— Start of TEXT EXTRACT —

Harvey Milk was finally elected as City Supervisor for San Francisco. After being in office less than a year he was assassinated at the age of 48. From his mustard–seed beginnings has grown a movement that no bullet can kill. For the movement for gay liberation and civil rights is part of God’s mustard seed movement for justice.
The same is true of the movement for Comprehensive Health Care Reform that is now being hotly debated in Washington, DC. It’s simply outrageous that 47 million Americans live each day without health insurance. Accessible, adequate and affordable health care in the richest nation on earth should be a basic human right for all and not a personal privilege for some.
The movement for Comprehensive Health Care Reform is part of God’s mustard seed movement for justice.
In the early spring we have a weed in our backyard with a little yellow flower that looks like a buttercup. Through the years it’s spread to virtually every ounce of soil in the yard that wasn’t already taken up by tree roots, grass, shrubs or flowers. It’s invaded the neighbors’ yards as well.

— End of TEXT EXTRACT —
— Start of DATASET RECORDS —

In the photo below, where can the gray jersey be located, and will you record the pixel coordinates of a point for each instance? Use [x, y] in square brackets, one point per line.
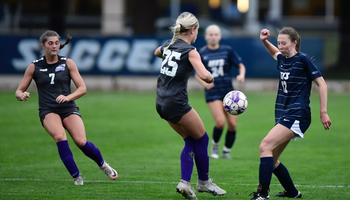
[52, 80]
[174, 74]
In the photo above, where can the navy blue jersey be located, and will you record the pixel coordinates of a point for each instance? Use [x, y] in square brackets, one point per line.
[220, 63]
[52, 80]
[296, 76]
[174, 74]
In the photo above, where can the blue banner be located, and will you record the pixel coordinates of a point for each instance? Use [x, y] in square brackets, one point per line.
[134, 55]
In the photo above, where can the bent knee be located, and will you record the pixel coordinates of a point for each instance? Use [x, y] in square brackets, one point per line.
[80, 142]
[265, 147]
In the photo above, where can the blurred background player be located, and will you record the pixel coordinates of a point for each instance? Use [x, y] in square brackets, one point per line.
[57, 109]
[179, 58]
[219, 59]
[292, 109]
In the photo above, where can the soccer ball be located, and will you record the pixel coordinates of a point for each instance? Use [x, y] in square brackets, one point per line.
[235, 102]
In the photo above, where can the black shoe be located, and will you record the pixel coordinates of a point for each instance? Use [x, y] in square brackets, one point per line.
[284, 194]
[259, 196]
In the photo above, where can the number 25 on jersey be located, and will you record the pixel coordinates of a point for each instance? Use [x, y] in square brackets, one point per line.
[169, 66]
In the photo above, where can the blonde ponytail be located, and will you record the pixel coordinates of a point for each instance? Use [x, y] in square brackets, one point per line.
[184, 22]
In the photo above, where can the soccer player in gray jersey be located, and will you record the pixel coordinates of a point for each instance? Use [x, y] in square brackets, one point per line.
[57, 110]
[219, 59]
[292, 109]
[179, 58]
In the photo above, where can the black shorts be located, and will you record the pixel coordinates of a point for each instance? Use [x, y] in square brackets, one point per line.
[62, 112]
[216, 94]
[173, 113]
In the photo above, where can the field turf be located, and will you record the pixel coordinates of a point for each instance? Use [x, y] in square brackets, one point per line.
[145, 150]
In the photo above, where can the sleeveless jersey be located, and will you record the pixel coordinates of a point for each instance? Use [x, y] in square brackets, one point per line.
[220, 62]
[174, 74]
[52, 80]
[296, 76]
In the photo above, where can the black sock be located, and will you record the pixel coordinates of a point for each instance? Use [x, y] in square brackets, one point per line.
[230, 139]
[265, 174]
[216, 134]
[281, 172]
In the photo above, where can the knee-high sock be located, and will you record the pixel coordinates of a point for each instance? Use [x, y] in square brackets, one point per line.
[230, 139]
[91, 151]
[217, 134]
[281, 172]
[265, 174]
[186, 159]
[201, 157]
[67, 158]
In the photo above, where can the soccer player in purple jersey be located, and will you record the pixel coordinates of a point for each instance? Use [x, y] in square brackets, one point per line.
[57, 109]
[179, 58]
[292, 109]
[219, 59]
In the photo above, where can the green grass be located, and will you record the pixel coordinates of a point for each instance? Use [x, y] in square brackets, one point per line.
[145, 150]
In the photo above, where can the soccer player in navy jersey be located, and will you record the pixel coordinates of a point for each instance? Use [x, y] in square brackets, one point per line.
[179, 58]
[292, 109]
[58, 112]
[219, 59]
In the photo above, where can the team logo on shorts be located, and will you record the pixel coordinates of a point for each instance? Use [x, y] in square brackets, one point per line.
[60, 68]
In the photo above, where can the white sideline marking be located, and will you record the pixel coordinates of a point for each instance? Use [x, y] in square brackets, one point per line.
[159, 182]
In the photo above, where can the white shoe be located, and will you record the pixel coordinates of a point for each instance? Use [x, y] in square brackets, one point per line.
[226, 156]
[78, 181]
[109, 171]
[186, 190]
[214, 150]
[210, 187]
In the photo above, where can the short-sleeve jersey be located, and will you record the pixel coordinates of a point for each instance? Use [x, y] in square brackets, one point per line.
[174, 74]
[52, 80]
[220, 63]
[296, 76]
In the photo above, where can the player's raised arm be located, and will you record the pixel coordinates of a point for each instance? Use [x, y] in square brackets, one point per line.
[21, 93]
[203, 73]
[273, 51]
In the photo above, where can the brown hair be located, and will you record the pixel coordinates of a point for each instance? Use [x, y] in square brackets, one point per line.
[293, 34]
[50, 33]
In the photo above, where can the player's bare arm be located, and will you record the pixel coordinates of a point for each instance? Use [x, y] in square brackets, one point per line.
[78, 81]
[325, 120]
[197, 64]
[241, 76]
[21, 93]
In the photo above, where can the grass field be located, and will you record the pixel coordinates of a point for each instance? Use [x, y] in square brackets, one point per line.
[145, 151]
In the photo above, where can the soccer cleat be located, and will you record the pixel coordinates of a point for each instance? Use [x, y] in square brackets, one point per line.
[226, 156]
[78, 180]
[186, 190]
[214, 150]
[284, 194]
[109, 171]
[259, 196]
[210, 187]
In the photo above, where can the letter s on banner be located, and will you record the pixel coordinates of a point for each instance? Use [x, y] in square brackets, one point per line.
[108, 60]
[84, 54]
[141, 54]
[26, 48]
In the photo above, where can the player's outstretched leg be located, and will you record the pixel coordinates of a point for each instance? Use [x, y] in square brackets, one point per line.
[78, 180]
[109, 171]
[210, 187]
[184, 188]
[285, 194]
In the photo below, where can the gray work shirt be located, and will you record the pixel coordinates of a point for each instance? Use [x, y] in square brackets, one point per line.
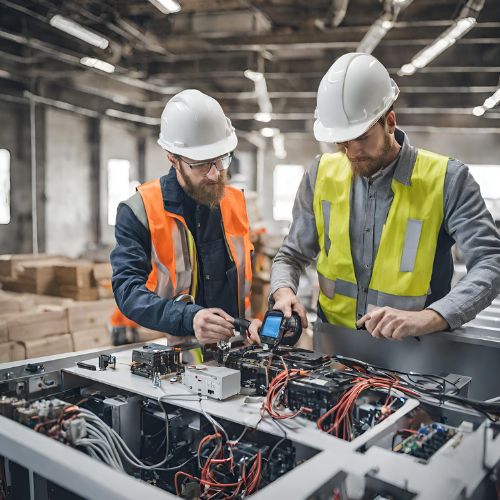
[467, 222]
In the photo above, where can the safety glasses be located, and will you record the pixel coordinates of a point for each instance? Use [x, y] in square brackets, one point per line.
[204, 167]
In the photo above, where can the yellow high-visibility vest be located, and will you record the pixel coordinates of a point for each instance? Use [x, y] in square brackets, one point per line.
[403, 265]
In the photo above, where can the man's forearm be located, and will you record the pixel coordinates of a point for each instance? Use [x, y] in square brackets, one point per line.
[285, 272]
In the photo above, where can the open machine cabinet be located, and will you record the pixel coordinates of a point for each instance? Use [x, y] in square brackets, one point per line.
[453, 456]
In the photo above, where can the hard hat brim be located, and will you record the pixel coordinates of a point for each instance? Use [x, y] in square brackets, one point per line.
[341, 134]
[205, 152]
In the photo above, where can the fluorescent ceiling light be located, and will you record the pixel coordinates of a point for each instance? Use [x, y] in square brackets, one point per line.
[478, 111]
[443, 42]
[92, 62]
[279, 146]
[255, 76]
[269, 132]
[489, 103]
[78, 31]
[375, 34]
[166, 6]
[263, 117]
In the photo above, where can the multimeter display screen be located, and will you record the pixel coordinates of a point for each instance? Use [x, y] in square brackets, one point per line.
[271, 327]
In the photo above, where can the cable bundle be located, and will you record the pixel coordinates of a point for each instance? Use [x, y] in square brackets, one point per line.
[340, 416]
[276, 394]
[221, 476]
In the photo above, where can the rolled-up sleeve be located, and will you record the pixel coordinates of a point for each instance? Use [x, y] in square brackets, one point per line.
[470, 224]
[301, 246]
[131, 262]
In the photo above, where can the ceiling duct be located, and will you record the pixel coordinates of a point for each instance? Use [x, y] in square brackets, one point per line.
[461, 26]
[382, 25]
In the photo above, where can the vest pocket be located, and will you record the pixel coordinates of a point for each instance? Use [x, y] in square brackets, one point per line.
[325, 206]
[326, 285]
[410, 247]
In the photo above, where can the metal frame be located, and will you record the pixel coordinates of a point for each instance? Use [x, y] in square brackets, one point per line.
[450, 474]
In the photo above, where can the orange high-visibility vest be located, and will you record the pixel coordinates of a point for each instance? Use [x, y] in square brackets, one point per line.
[119, 319]
[173, 252]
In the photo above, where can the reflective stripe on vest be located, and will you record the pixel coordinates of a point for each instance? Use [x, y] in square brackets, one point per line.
[403, 265]
[173, 250]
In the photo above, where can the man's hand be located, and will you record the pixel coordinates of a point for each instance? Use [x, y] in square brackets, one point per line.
[389, 323]
[286, 302]
[253, 331]
[212, 325]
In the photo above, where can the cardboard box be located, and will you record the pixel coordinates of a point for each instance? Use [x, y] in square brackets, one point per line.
[77, 294]
[79, 274]
[102, 271]
[38, 324]
[147, 335]
[10, 262]
[4, 329]
[36, 277]
[89, 315]
[10, 302]
[12, 351]
[56, 344]
[31, 301]
[90, 339]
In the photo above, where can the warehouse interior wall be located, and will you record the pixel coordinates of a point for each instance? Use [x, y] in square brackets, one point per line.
[68, 184]
[118, 141]
[75, 188]
[157, 163]
[16, 237]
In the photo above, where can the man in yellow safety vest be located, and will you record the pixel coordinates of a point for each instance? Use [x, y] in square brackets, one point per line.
[381, 217]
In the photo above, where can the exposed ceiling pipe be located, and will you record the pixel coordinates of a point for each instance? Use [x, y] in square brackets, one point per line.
[74, 60]
[335, 15]
[465, 21]
[382, 25]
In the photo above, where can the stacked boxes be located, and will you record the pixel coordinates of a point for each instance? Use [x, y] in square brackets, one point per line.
[57, 276]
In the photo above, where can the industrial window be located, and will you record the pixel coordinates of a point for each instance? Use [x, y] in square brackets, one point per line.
[488, 178]
[4, 186]
[286, 181]
[118, 186]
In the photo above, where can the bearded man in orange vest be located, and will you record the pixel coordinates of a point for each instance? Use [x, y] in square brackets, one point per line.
[186, 235]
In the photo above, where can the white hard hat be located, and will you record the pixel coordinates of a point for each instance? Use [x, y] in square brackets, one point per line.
[194, 125]
[355, 92]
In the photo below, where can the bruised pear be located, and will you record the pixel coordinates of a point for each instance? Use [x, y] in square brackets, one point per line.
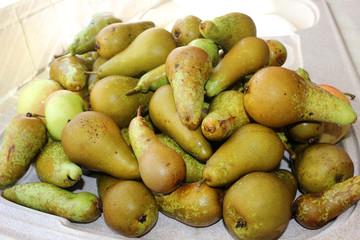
[277, 96]
[187, 69]
[195, 204]
[314, 210]
[164, 116]
[161, 168]
[257, 206]
[252, 147]
[244, 58]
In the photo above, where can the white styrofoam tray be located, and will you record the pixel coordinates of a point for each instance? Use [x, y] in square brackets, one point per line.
[311, 37]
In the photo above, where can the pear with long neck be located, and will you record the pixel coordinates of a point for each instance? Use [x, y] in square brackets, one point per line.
[187, 69]
[277, 96]
[161, 168]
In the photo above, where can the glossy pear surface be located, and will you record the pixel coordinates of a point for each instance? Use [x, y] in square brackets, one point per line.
[93, 140]
[164, 116]
[277, 96]
[187, 69]
[148, 51]
[24, 137]
[194, 204]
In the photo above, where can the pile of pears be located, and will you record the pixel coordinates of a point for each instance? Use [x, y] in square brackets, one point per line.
[193, 123]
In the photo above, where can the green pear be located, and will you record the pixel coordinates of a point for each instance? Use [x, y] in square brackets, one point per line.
[94, 141]
[151, 80]
[252, 147]
[226, 114]
[257, 206]
[32, 98]
[53, 166]
[186, 29]
[195, 204]
[104, 182]
[278, 53]
[60, 106]
[228, 29]
[69, 72]
[148, 51]
[115, 37]
[164, 116]
[244, 58]
[315, 210]
[93, 78]
[161, 168]
[194, 167]
[187, 69]
[108, 96]
[130, 208]
[24, 137]
[85, 40]
[277, 96]
[321, 165]
[208, 46]
[48, 198]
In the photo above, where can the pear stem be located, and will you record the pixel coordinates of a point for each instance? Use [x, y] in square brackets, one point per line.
[352, 96]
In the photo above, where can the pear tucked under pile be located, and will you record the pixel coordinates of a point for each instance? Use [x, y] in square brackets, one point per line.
[193, 123]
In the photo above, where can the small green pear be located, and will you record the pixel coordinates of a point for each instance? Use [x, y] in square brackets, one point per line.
[60, 106]
[69, 72]
[226, 114]
[164, 116]
[244, 58]
[187, 69]
[115, 37]
[85, 40]
[195, 204]
[32, 98]
[257, 206]
[228, 29]
[253, 147]
[130, 208]
[315, 210]
[148, 51]
[102, 146]
[321, 165]
[54, 166]
[24, 137]
[48, 198]
[186, 29]
[277, 97]
[161, 168]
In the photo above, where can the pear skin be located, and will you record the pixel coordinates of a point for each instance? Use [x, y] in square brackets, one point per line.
[85, 40]
[151, 80]
[195, 204]
[161, 168]
[228, 29]
[187, 69]
[53, 166]
[257, 206]
[164, 116]
[102, 146]
[24, 137]
[277, 96]
[252, 147]
[186, 29]
[115, 37]
[109, 96]
[148, 51]
[314, 210]
[46, 197]
[226, 114]
[244, 58]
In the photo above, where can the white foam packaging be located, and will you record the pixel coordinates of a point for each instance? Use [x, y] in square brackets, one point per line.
[306, 27]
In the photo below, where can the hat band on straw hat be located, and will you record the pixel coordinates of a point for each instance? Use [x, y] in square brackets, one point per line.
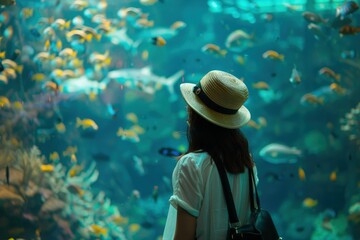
[211, 104]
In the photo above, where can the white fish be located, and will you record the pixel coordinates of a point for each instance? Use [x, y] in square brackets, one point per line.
[82, 85]
[120, 37]
[295, 78]
[276, 153]
[139, 166]
[238, 41]
[144, 78]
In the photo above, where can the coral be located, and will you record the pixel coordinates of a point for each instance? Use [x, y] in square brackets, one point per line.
[51, 204]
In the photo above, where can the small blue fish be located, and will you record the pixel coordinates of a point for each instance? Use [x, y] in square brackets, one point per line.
[7, 175]
[346, 9]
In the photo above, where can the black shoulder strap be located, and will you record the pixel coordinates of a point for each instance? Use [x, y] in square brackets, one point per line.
[228, 195]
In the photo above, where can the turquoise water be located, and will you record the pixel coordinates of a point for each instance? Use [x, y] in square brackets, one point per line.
[89, 97]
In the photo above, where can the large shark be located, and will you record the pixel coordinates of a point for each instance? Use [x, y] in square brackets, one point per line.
[145, 80]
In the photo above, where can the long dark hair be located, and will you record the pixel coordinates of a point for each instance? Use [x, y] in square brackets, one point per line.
[230, 145]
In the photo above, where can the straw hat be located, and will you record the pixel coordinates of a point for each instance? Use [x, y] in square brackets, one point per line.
[219, 98]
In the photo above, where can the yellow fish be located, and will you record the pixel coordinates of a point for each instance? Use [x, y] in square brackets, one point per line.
[38, 77]
[312, 99]
[261, 85]
[54, 156]
[98, 230]
[273, 55]
[309, 202]
[253, 124]
[27, 12]
[158, 41]
[75, 170]
[17, 105]
[60, 127]
[128, 134]
[333, 176]
[47, 168]
[70, 152]
[132, 117]
[134, 227]
[301, 174]
[4, 102]
[86, 123]
[137, 129]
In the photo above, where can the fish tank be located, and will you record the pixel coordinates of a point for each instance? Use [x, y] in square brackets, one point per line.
[92, 121]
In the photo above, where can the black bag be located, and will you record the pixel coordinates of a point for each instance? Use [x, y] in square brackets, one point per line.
[261, 225]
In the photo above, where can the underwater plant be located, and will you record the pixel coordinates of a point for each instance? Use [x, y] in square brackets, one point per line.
[39, 200]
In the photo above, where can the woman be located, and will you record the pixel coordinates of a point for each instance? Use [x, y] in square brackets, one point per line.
[215, 114]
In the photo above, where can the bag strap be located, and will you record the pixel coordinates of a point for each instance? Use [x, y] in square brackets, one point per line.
[228, 195]
[252, 187]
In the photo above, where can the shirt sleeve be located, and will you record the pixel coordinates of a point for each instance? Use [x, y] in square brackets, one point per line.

— End of DATASET RECORDS —

[INSTRUCTIONS TO FOLLOW]:
Transcribe the mustard seed passage above word for word, from its first sentence to its last.

[RESULT FOR THIS EXERCISE]:
Harvey Milk was finally elected as City Supervisor for San Francisco. After being in office less than a year he was assassinated at the age of 48. From his mustard–seed beginnings has grown a movement that no bullet can kill. For the movement for gay liberation and civil rights is part of God’s mustard seed movement for justice.
The same is true of the movement for Comprehensive Health Care Reform that is now being hotly debated in Washington, DC. It’s simply outrageous that 47 million Americans live each day without health insurance. Accessible, adequate and affordable health care in the richest nation on earth should be a basic human right for all and not a personal privilege for some.
The movement for Comprehensive Health Care Reform is part of God’s mustard seed movement for justice.
In the early spring we have a weed in our backyard with a little yellow flower that looks like a buttercup. Through the years it’s spread to virtually every ounce of soil in the yard that wasn’t already taken up by tree roots, grass, shrubs or flowers. It’s invaded the neighbors’ yards as well.